▶ _QUÉ HACER_
Escribe la continuación del texto sobre el sacerdocio común de los fieles, empezando justo después de su última frase.

▶ _TEXTO DEL DOCUMENTO_

El
sacerdocio común de los fieles es llamado también sacerdocio bautismal porque
es en los sacramentos de la Iniciación cristiana donde se recibe, originando
una participación nueva, óntica, de todo nuestro ser, en la Persona y misión
del Salvador. En las aguas bautismales nace un pueblo nuevo, ya consagrado al
Señor, pueblo sacerdotal.
El
sacerdocio bautismal nace de nuestra regeneración en Cristo y de la unción con
el Espíritu Santo:
“La señal de la cruz hace reyes a
todos los regenerados en Cristo, y la unción del Espíritu Santo los consagra
sacerdotes; y así, además de este especial servicio de nuestro ministerio,
todos los cristianos espirituales y perfectos deben saber que son partícipes
del linaje regio y del oficio sacerdotal. ¿Qué hay más regio que un espíritu
que, sometido a Dios, rige su propio cuerpo? ¿Y qué hay más sacerdotal que
ofrecer a Dios una conciencia pura y las inmaculadas víctimas de nuestra piedad
en el altar del corazón?” (S. León Magno, Serm. 4,1).

▶ _ENTRADAS MOSTRADAS_
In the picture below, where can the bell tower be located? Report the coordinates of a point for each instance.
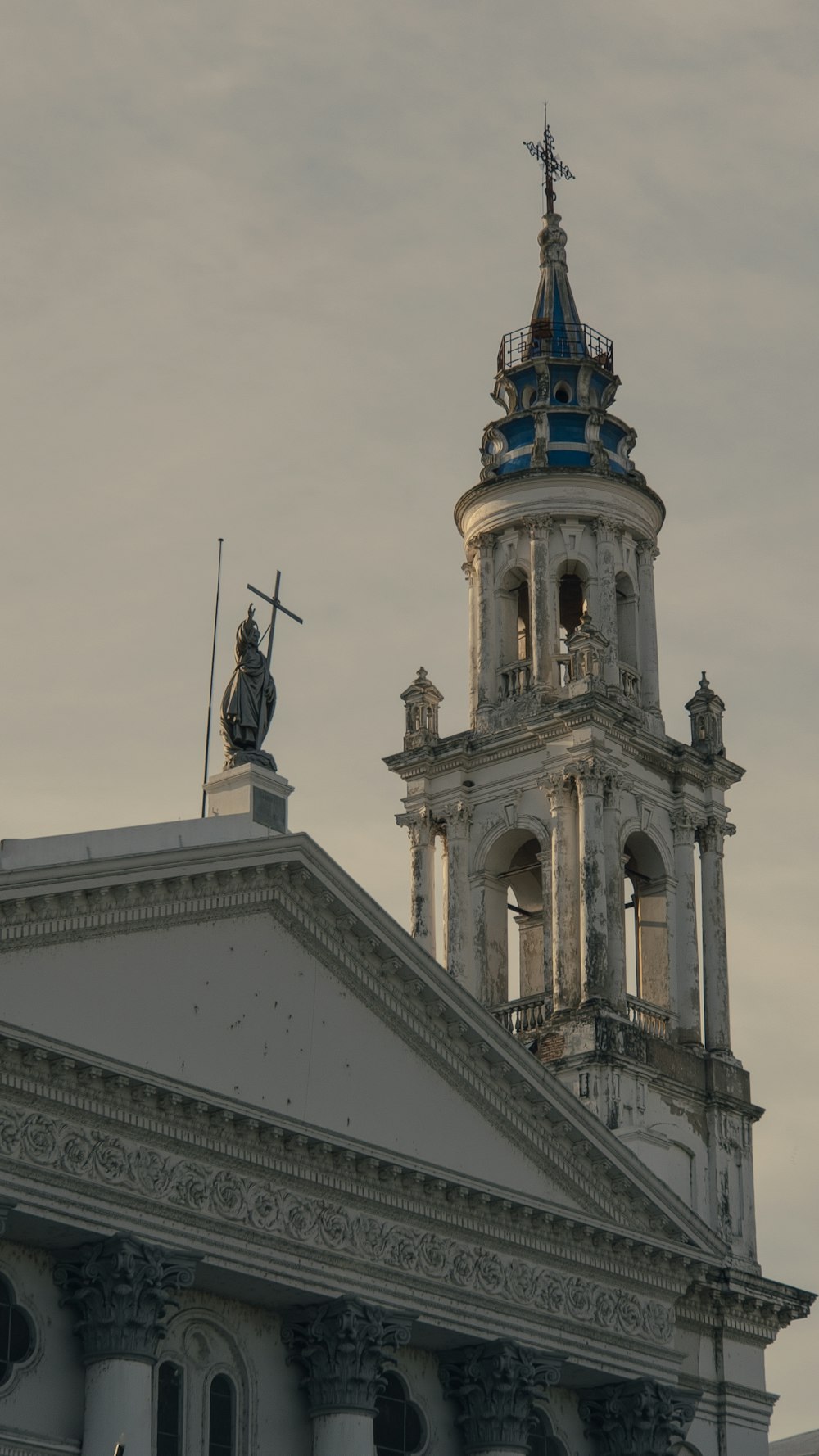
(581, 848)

* * *

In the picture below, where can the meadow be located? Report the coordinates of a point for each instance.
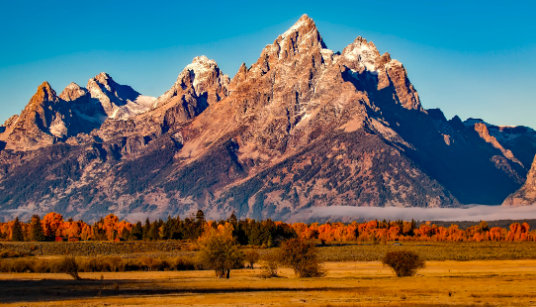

▶ _RESPUESTA_
En
ese sentido, destaca la interpretación patrística de la Unción post-bautismal
con el santo Crisma:
“Al salir de la piscina bautismal,
fuiste al sacerdote. Considera lo que vino a continuación. Es lo que dice e
salmista: Es ungüento precioso en la cabeza, que va bajando por la barba, que
baja por la barba de Aarón. Es el ungüento del que dice el Cantar de los
cantares: Tu nombre es como un bálsamo fragante, y de ti se enamorar las
doncellas. ¡Cuántas son hoy las almas renovadas que llenas de amor a ti, Señor
Jesús, te dicen: Arrástranos tras de ti; correremos tras el olor de tus
vestidos, atraídas por el olor de tu resurrección!
Esfuérzate en penetrar el
significado de este rito, porque el sabio lleva los ojos en la cara. Este
ungüento va bajando por la barba, esto es, por tu juventud renovada, y por la
barba de Aarón, porque te convierte en raza elegida, sacerdotal, preciosa.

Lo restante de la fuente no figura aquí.